Brief:
Please transcribe every entry below exactly, without including the pictures.

Segment Start: Data listing

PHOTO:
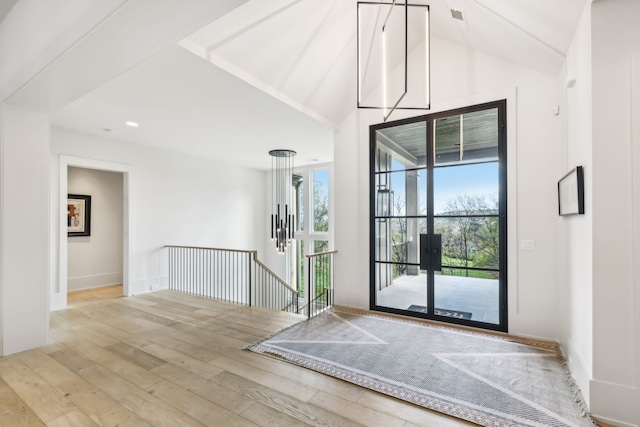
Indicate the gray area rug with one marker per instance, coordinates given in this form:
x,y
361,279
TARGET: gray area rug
x,y
486,379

Segment End: Data listing

Solution:
PHOTO:
Indicate the gray area rug with one marker per instance, coordinates given in this form:
x,y
361,279
TARGET: gray area rug
x,y
486,379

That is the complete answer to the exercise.